§ Saved entries
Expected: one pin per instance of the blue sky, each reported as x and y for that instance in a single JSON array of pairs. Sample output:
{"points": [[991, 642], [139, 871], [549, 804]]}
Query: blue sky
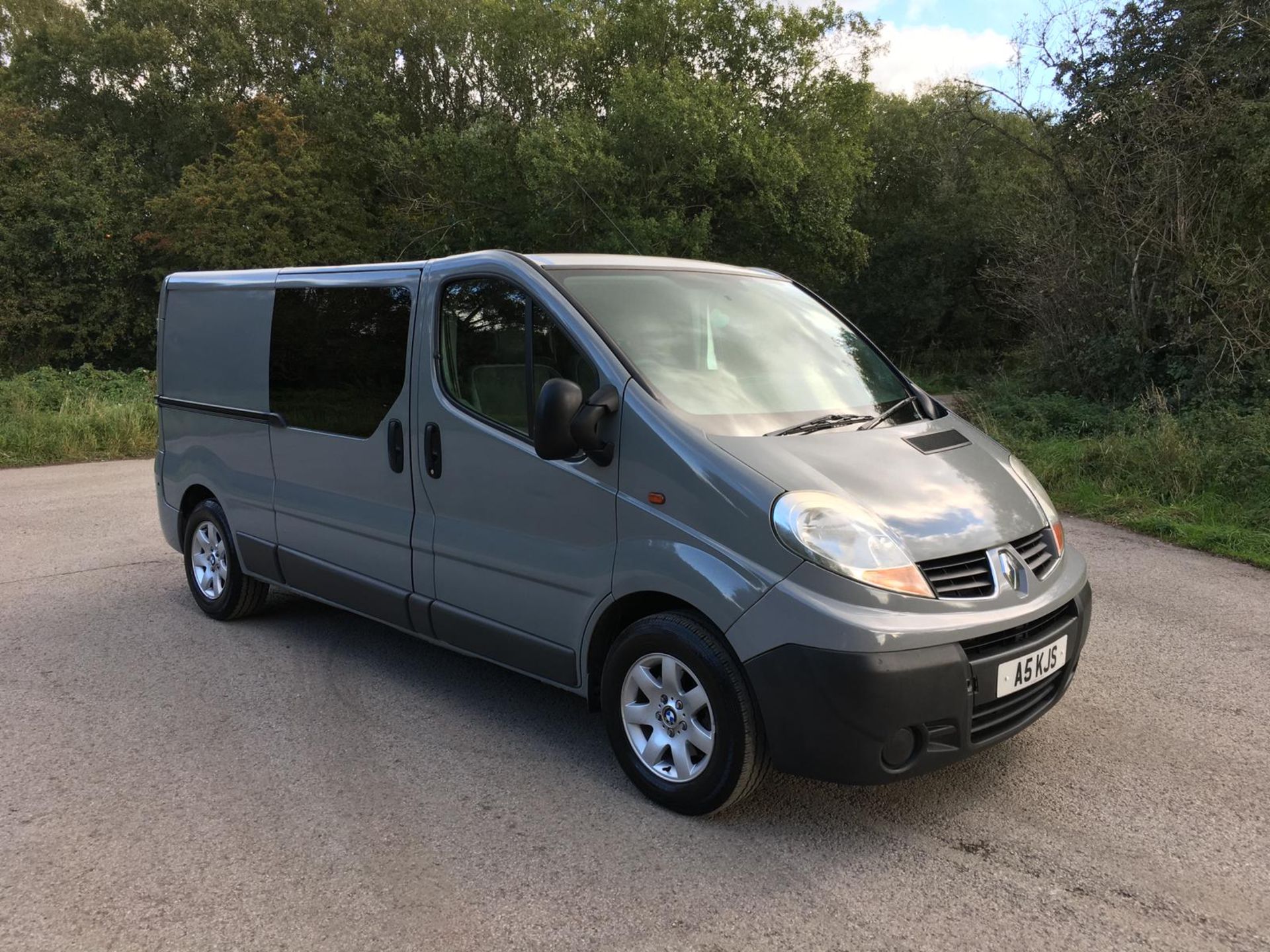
{"points": [[933, 40]]}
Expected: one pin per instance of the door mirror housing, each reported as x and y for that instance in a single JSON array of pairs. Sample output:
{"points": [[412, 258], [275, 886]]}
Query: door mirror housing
{"points": [[564, 423], [559, 403]]}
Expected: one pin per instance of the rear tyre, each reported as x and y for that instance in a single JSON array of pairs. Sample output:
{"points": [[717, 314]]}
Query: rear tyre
{"points": [[212, 569], [680, 716]]}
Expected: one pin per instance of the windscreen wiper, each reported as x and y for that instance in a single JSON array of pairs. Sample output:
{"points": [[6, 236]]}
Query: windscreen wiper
{"points": [[890, 412], [820, 423]]}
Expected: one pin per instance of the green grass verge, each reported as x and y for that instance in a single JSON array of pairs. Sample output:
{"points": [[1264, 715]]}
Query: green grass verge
{"points": [[60, 416], [1201, 479]]}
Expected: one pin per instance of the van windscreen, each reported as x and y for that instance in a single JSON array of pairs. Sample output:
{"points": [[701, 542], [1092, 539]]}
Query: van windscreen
{"points": [[741, 354]]}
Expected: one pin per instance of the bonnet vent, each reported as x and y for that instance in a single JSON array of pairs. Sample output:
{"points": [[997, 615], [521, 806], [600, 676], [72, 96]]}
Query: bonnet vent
{"points": [[937, 442]]}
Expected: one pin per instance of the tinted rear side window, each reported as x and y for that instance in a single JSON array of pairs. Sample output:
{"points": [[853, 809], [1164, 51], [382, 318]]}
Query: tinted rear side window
{"points": [[484, 362], [338, 356]]}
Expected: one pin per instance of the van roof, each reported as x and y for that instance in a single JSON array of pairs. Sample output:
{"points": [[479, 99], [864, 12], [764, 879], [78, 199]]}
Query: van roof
{"points": [[263, 276]]}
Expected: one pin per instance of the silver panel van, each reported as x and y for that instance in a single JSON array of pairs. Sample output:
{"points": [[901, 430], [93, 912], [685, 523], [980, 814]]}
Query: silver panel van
{"points": [[691, 493]]}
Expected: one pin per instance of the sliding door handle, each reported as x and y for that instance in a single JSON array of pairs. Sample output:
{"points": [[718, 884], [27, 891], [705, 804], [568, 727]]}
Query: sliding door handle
{"points": [[397, 446], [432, 450]]}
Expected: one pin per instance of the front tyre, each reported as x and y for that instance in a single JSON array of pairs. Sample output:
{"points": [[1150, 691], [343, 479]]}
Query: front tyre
{"points": [[212, 571], [680, 716]]}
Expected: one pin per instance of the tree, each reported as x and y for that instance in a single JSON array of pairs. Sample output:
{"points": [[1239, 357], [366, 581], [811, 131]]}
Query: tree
{"points": [[272, 197], [1151, 266], [73, 282]]}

§ Task prompt
Return all records verbatim and drop the pictures.

§ Exercise answer
Expected: one pin per instance of the blue sky, each reported as x and y for that instance in a single JSON array of pairs. Sample output:
{"points": [[991, 642], [139, 871], [549, 804]]}
Query: blue sky
{"points": [[933, 40]]}
Expected: one pin per instance of the door mirror housing, each reported as x and y for that instance in a single JSON array of pairs. Sample output:
{"points": [[412, 258], [275, 886]]}
Query: door mirror housing
{"points": [[564, 423], [559, 403]]}
Expected: one pin per instance of the rear tyre, each reported as x and y for that instance in a single JSON array of pairs. Sample output:
{"points": [[717, 314]]}
Query: rear tyre
{"points": [[212, 569], [680, 716]]}
Expected: one pin per instance of the windscreen wiper, each reported as x and y for that instance in a single JSON array of pairs. Sample output:
{"points": [[6, 236]]}
Query: windscreen wiper
{"points": [[890, 412], [820, 423]]}
Expected: one pin per instance of the green grass verge, each reported as x and y for that instance in a single JSON array of pairs. Sample output:
{"points": [[1264, 715]]}
Query: green grass verge
{"points": [[60, 416], [1201, 479]]}
Expected: one pin per instance of the van windscreen, each reported as x and y for that instance in a single JSON array of pairs. Sample output:
{"points": [[701, 542], [1092, 539]]}
Query: van windscreen
{"points": [[741, 354]]}
Expected: one pin per instance of the bonnet vent, each reported as x and y for that instance in a single JSON array of pairs. Sample output:
{"points": [[997, 615], [521, 806], [600, 676], [72, 96]]}
Query: bonnet vent
{"points": [[937, 442]]}
Expected: one pin per instance of the tinted rear side window, each reported as x and y for that instance in a single JSON array of pairs. Sample output:
{"points": [[853, 809], [1164, 51], [382, 318]]}
Query: tinted rear side window
{"points": [[484, 362], [338, 356]]}
Expected: one pin per instance of the van roof, each reported as x and y for that instance in a single JSON array of pairs. Sample output:
{"points": [[479, 99], [864, 12], [764, 879], [78, 199]]}
Query: van roof
{"points": [[263, 276]]}
Expected: one pin per instance of the silver panel van, each reported as x and y for that instance in a single JSON array of pairs. Sample output:
{"points": [[901, 430], [93, 912], [685, 523], [980, 814]]}
Query: silver panel van
{"points": [[691, 493]]}
Expected: one pin per instance of the sliding door handle, each reported as x and y for that instance in a single JSON array of pairs. Sample output:
{"points": [[718, 884], [27, 891], [705, 804], [568, 727]]}
Query: sliding door handle
{"points": [[397, 446], [432, 450]]}
Expected: one pin per instance of the front tyre, each reported as x and y for that instance in a single JSON array of pairs. Sample output:
{"points": [[1150, 691], [343, 479]]}
Query: front tyre
{"points": [[212, 571], [680, 716]]}
Expected: one pin per instance of the tree, each reported as x and y for that instance in a single JSON array of pairs. Sample output:
{"points": [[1239, 357], [366, 581], [811, 131]]}
Query: tree
{"points": [[272, 197], [1151, 266], [73, 282]]}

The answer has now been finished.